* _Task instructions_:
a) Answer these questions about the parallel vectors tutorial, one per line:
(i) Whose job is it to keep the vectors the same length and in the proper order?
(ii) What year in school is "anne" listed as?
(iii) Which student names does the code return for grades above 80?
b) Extend the parallel vectors tutorial by writing what comes after its last line of output.

17  15. Parallel vectors

############################################.
############################################.
## 
## Parallel vectors
##
############################################.
############################################.

# Sometimes it is convenient to store multiple different pieces of information
# in different vectors. For example the four vectors below store information
# about the names of students in a class, their genders, their year in school
# and their grades in the class.
#
# For example the 1st entry in each array is information about a student named "joe".
# His name is "joe", he is male (i.e. "m"), he is a "senior" and he got an 85 in the class.
# The 2nd student is "sue", she is female ("f"), she is a "freshman" and got an 82 in the class.
# etc. 
#
# Data that is arranged between multiple vectors in this way are often
# referred to as "parallel vectors". It is up to the programmer to make sure that 
# the vectors all have the same number of entries and that data in the vectors 
# remain in the proper order.
#
# Note that there are better ways to store this type
# of information that we have not learned about yet (i.e. dataframes). However
# parallel vectors are a concept that is also important to understand and 
# will help you to understand dataframes when we get to them.

students <- c("joe",    "sue",      "al",     "anne",      "esther", "bob")
gender   <- c("m",      "f",        "m",      "f",         "f",      "m")
year     <- c("senior", "freshman", "senior", "sophomore", "senior", "senior")
grades   <- c(85,       65,         70,        95,         93,       65)
honors   <- c(TRUE,     FALSE,      FALSE,     TRUE,       FALSE,    FALSE)
students
[1] "joe"    "sue"    "al"     "anne"   "esther" "bob"   
gender
[1] "m" "f" "m" "f" "f" "m"
year
[1] "senior"    "freshman"  "senior"    "sophomore" "senior"    "senior"   
grades
[1] 85 65 70 95 93 65
honors
[1]  TRUE FALSE FALSE  TRUE FALSE FALSE
# Show the grades of 80 and up
grades [ grades > 80 ]
[1] 85 95 93
# original      : grades [ grades > 80 ]
#               : grades [ c(85,65,70,95,93,65) > 80]
# recycling rule: grades [ c(85,65,70,95,93,65) > c(80,80,80,80,80,80)]
#               : grades [ c(85>80, 65>80, 70>80, 95>80, 93>80, 65>80) ]
#               : grades [ c(TRUE, FALSE, FALSE, TRUE, TRUE, FALSE) ]
#               : 85 95 93


# show the names of the students who got those grades
students [ grades > 80 ]
[1] "joe"    "anne"   "esther"

* _Record set_:
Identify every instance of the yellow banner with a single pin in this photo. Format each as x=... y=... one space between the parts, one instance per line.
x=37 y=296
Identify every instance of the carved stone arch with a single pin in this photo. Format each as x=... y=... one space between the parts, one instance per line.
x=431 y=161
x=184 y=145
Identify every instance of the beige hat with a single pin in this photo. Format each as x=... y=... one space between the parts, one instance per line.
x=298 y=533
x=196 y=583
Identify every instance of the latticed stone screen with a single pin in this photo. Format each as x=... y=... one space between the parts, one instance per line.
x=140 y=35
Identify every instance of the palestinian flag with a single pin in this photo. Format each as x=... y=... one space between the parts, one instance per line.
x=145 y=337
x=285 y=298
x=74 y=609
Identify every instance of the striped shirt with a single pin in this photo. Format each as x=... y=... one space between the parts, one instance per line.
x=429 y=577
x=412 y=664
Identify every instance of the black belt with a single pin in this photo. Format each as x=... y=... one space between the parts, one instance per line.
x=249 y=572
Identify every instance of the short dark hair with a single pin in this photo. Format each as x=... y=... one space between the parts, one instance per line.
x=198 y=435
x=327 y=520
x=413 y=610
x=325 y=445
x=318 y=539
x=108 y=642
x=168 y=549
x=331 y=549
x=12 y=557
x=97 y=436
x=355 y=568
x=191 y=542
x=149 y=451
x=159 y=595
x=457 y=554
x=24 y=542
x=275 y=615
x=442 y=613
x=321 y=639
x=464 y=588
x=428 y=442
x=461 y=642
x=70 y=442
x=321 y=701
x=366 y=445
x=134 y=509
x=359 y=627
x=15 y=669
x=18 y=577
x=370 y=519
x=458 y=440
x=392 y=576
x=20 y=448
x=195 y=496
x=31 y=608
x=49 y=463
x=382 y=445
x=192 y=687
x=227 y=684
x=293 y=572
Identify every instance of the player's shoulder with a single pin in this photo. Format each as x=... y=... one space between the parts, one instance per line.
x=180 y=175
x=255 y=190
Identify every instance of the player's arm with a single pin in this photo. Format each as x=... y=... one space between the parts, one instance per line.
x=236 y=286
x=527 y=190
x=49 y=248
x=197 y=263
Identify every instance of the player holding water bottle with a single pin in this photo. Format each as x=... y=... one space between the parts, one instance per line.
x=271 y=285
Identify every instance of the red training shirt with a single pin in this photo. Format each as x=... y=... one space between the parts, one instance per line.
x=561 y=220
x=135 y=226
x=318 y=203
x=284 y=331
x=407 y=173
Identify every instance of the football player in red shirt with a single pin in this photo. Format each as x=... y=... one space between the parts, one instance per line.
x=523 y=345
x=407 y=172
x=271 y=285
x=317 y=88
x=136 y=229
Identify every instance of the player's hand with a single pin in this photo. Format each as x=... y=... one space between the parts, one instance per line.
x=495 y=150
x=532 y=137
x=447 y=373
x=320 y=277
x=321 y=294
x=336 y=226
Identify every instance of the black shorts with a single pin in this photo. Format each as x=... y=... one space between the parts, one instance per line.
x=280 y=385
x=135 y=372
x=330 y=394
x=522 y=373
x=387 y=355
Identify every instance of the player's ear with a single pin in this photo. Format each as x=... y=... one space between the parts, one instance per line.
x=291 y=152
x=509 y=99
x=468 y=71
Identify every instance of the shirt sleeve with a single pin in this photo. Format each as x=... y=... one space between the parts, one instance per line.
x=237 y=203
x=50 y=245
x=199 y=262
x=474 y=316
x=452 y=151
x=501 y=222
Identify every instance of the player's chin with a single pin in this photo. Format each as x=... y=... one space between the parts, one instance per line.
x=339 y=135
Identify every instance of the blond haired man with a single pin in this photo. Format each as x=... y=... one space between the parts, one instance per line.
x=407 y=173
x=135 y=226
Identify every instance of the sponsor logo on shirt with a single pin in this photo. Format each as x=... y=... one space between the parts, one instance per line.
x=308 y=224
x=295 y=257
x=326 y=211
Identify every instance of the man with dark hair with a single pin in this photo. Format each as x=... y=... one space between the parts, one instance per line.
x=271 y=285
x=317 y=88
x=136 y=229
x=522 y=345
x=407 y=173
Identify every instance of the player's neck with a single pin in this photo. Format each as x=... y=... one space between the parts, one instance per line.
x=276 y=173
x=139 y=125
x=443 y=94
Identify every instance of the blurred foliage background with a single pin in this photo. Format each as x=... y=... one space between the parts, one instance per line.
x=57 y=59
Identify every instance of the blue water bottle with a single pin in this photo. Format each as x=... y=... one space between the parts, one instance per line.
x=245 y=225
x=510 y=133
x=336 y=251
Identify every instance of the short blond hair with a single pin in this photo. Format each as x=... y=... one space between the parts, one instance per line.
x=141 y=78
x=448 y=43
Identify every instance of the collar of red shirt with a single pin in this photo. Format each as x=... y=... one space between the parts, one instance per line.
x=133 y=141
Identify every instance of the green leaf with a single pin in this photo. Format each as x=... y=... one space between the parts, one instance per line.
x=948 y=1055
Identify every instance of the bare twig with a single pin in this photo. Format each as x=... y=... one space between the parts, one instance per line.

* _Outputs_:
a)
(i) The programmer's.
(ii) "sophomore"
(iii) "joe", "anne" and "esther"

b)
# original      : students [ grades > 80 ]
#               : students [ c(85,65,70,95,93,65) > 80]
# recycling rule: students [ c(85,65,70,95,93,65) > c(80,80,80,80,80,80)]
#               : students [ c(85>80, 65>80, 70>80, 95>80, 93>80, 65>80) ]
#               : students [ c(TRUE, FALSE, FALSE, TRUE, TRUE, FALSE) ]
#               : "joe" "anne" "esther"




# show the genders of those students
gender[ grades > 80]
[1] "m" "f" "f"
# show the years of those students
year[ grades > 80]
[1] "senior"    "sophomore" "senior"   
# show the names of the women in the class

students [  gender == "f" ]
[1] "sue"    "anne"   "esther"
####################################################################.
# QUESTION - Refer to the data above.  (student, gender, year, grades, honors)
#
# (a) Write a command to show the average grade for the seniors in the class
#
# (b) Write a command to show the highest grade that a senior got.
#
# (c) Show the names of the students who got above the average grade of the seniors in the class
#
# (d) Show the names of the seniors who got above the average grade of the seniors in the class
####################################################################.


# (a) Write a command to show the average grade for the seniors in the class

# mean(  THE GRADES FOR THE SENIORS )

# mean(  grades [ year == "senior" ]  )


# (b) Write a command to show the highest grade that a senior got.
#
# max()
#
max ( grades [ year == "senior" ]  )
[1] 93
# (c) Show the names of the students who got above the average grade of the seniors in the class

# student [ SOMETHING_HERE ]

avgGradeOfSeniors = mean(  grades [ year == "senior" ]  )

students [ grades > avgGradeOfSeniors ]
[1] "joe"    "anne"   "esther"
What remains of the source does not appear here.